◆ Required task 1 ◆
In the Aarhus Rapport article, who edited Århus Rapport?
◆ Required task 2 ◆
Please convert the part of the records that opens with the line containing "Behaviour: segment(target) traces" and runs through the end of the records into a Markdown table with the columns Row and Line, one row per line and blank lines left out.

Everyone can participate; all forms of communication are accepted; all submitted material will be exhibited
Who cares about the 1960s art scene in Århus, Denmark’s second-largest city? Not many, apparently. Århus Rapport 1961–1969,1 a small anthology that documents an astonishing amount of experimental artistic activities, collated and published by the artists themselves in 1969, is yet to be fully historicised.2 ‘Aarhus Rapport – Avantgarde as Network (or, the Politics of the Ultralocal)’, the current exhibition at Kunsthal Aarhus, however, begins to address this omission, taking the book as a point of departure.3 A move that is long overdue, perhaps, considering that what is now called Kunsthal Aarhus was founded on the initiative of Århus Kunstforening af 1847, the art association that published the book. Even more so when you consider the trajectory of self organisation and documentation that the ‘report’ bears witness to: the numerous happenings, actions, environments, poetry readings, new music, exhibitions, interventions and sculptures in public space that took place across the city of Århus during the 1960s. Edited by Kristen Bjørnkjær together with artists Mogens Gissel and William Louis Sørensen, Århus Rapport highlights these ventures and the artists who were bringing new art forms to what was then the largest town in provincial Denmark. The invitation, reproduced in the book, to take part in ‘Actions, exhibition, performance, agitation etc.’, an exhibition organised by Young Art at Århus Kunstbygning in 1969, for example, reads: ‘Everyone can participate; all forms of communication are accepted; all submitted material will be exhibited’.4 Such events, propelled by the arrival of a few artists with connections to elsewhere, saw visits from national as well as international artists – such as Fluxus artist Takehisa Kosugi in 1967 and George Brecht in 1968. In other words, the Århusgarde, as they called themselves, a group of Danish and predominantly male artists (only one woman, artist Kirsten Justesen, is represented in the book), brought about an avant-garde moment in late 1960s Århus. This, the exhibition argues, was because they were plugged into artistic networks.

◆ Input rows ◆

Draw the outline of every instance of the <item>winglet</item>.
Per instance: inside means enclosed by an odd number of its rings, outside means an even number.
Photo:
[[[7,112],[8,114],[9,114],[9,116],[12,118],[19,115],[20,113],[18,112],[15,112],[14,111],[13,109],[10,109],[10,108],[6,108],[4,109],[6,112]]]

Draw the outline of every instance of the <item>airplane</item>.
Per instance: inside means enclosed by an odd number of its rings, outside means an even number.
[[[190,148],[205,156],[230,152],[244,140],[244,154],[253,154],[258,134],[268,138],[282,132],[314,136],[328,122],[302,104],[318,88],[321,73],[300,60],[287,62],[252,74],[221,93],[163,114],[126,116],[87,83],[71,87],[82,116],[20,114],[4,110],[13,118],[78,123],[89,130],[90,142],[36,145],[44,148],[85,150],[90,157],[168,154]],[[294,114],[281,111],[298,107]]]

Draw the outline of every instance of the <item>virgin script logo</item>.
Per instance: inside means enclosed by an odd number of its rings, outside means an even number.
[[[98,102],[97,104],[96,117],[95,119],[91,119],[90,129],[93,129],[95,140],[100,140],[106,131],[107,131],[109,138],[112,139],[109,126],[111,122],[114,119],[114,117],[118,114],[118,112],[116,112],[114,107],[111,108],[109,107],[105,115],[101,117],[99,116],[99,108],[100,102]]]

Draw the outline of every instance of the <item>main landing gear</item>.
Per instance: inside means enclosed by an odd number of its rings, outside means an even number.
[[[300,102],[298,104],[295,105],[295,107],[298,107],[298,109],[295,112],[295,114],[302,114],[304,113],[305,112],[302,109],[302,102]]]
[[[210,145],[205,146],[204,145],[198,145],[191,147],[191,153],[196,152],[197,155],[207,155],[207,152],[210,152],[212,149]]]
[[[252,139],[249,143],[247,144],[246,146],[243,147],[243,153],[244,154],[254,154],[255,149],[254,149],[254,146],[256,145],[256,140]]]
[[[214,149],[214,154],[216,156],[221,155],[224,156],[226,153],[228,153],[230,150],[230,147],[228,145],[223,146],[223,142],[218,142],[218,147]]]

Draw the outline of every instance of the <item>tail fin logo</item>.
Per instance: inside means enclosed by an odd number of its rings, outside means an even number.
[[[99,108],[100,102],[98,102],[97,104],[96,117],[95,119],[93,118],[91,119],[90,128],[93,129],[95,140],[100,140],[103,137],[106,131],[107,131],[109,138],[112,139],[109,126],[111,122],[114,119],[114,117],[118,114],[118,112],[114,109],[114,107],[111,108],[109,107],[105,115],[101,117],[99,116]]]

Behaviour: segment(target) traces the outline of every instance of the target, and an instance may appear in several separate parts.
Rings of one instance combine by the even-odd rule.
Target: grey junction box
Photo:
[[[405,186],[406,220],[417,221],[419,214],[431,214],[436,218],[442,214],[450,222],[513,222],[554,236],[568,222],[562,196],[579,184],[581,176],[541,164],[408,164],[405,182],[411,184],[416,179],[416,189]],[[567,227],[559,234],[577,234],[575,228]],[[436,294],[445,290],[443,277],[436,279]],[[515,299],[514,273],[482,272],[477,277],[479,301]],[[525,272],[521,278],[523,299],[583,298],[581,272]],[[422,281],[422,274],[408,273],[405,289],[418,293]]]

◆ Final answer 1 ◆
Kristen Bjørnkjær edited it together with artists Mogens Gissel and William Louis Sørensen.

◆ Final answer 2 ◆
| Row | Line |
|---|---|
| 1 | Behaviour: segment(target) traces the outline of every instance of the target, and an instance may appear in several separate parts. |
| 2 | Rings of one instance combine by the even-odd rule. |
| 3 | Target: grey junction box |
| 4 | Photo: |
| 5 | [[[405,186],[406,220],[417,221],[419,214],[431,214],[436,218],[442,214],[450,222],[513,222],[554,236],[568,222],[562,196],[579,184],[581,176],[541,164],[408,164],[405,182],[411,184],[416,179],[416,189]],[[567,227],[559,234],[577,234],[575,228]],[[436,294],[445,290],[443,277],[436,279]],[[515,299],[514,273],[482,272],[477,277],[479,301]],[[525,272],[521,278],[523,299],[583,298],[581,272]],[[422,281],[422,274],[408,273],[405,289],[418,293]]] |